━━ Material provided

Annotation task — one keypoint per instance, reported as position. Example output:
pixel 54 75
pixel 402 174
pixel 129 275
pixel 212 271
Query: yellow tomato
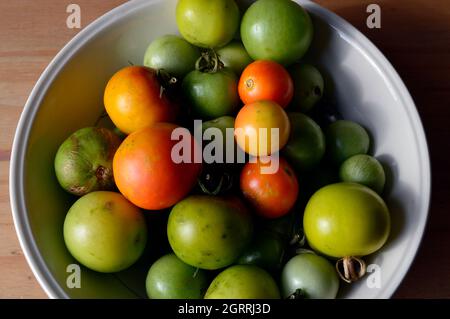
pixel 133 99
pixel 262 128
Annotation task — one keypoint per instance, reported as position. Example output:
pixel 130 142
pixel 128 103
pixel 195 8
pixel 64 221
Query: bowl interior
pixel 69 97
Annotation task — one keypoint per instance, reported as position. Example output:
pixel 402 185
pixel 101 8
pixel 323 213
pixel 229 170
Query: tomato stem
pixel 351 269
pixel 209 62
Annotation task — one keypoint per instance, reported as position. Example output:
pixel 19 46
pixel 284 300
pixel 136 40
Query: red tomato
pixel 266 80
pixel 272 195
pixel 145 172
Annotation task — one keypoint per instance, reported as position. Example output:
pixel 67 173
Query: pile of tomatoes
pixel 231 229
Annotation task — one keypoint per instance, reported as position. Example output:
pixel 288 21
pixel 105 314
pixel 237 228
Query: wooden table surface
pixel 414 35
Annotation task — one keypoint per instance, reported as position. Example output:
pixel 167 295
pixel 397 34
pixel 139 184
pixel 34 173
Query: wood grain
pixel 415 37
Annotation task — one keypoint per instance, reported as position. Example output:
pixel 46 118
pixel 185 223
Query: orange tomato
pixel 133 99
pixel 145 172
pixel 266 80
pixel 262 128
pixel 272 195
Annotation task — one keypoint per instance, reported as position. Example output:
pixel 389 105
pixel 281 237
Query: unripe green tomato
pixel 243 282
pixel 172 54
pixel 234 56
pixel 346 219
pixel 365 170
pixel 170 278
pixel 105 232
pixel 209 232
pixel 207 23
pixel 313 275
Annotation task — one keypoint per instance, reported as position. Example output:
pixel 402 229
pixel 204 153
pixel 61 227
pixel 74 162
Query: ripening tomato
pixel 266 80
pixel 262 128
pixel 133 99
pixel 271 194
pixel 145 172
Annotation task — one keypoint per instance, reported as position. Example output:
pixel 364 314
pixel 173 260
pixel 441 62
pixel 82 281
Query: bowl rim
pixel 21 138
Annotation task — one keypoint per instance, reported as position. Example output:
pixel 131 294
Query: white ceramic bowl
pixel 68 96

━━━━
━━ Material provided

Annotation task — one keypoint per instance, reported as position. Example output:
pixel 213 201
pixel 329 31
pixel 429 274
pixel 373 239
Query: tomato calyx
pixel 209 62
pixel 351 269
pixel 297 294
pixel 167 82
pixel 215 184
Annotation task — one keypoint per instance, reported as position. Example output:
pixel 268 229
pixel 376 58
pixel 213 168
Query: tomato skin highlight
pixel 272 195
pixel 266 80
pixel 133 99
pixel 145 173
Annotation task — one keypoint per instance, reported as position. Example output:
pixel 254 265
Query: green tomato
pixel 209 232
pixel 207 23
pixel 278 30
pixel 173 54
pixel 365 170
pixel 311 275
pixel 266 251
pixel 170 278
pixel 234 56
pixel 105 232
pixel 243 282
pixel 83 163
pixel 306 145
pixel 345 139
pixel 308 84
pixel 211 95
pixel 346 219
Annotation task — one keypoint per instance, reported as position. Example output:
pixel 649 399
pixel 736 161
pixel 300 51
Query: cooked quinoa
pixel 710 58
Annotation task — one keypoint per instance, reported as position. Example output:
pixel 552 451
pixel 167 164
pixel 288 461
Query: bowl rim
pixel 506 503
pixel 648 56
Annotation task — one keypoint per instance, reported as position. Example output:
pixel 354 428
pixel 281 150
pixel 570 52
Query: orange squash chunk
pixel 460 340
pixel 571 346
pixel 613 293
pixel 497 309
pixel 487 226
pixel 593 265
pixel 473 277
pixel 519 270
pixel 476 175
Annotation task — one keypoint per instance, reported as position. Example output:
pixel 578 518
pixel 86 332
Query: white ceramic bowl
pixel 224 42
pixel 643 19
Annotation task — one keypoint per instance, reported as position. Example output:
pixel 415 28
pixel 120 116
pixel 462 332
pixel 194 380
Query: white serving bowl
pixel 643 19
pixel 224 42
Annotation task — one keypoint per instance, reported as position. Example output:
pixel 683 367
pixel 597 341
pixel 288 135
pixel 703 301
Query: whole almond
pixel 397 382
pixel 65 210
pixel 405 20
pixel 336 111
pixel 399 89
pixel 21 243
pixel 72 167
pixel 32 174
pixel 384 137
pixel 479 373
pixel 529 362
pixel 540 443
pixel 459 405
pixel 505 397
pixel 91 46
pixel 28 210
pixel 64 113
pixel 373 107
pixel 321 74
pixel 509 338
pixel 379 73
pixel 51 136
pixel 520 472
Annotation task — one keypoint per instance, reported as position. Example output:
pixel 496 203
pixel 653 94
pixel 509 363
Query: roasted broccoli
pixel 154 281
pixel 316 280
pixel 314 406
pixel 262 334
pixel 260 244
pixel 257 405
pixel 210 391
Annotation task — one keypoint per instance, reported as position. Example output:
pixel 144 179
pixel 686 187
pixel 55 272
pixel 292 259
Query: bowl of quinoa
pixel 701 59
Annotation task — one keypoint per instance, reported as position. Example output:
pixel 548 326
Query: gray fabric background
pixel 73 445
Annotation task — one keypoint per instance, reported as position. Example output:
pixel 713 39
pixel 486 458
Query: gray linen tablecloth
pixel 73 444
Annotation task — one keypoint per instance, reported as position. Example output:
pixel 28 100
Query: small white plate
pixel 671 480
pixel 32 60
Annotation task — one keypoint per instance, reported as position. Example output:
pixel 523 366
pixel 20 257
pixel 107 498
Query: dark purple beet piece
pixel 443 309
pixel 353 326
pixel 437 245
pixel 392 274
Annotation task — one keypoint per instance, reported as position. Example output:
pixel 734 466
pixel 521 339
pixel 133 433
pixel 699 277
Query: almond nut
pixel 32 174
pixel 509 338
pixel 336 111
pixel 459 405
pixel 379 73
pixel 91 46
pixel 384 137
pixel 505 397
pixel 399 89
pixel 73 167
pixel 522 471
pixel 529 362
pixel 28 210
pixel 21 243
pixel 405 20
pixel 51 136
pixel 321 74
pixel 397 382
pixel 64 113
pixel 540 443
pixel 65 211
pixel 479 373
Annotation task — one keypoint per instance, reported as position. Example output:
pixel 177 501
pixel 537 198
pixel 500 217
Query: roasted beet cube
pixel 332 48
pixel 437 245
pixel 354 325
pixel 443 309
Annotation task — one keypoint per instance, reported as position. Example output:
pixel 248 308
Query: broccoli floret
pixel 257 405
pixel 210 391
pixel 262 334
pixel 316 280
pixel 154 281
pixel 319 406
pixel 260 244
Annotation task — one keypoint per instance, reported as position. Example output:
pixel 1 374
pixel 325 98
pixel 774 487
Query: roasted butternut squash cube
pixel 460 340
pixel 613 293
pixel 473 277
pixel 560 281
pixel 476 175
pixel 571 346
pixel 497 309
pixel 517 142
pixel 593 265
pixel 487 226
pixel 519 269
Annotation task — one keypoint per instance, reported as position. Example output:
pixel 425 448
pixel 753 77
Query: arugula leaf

━━━━

What is needed
Which lines of the records contain the word "green"? Copy each one, treating uppercase and lowercase as distinct.

Exercise result
Query: unripe green tomato
Query: green tomato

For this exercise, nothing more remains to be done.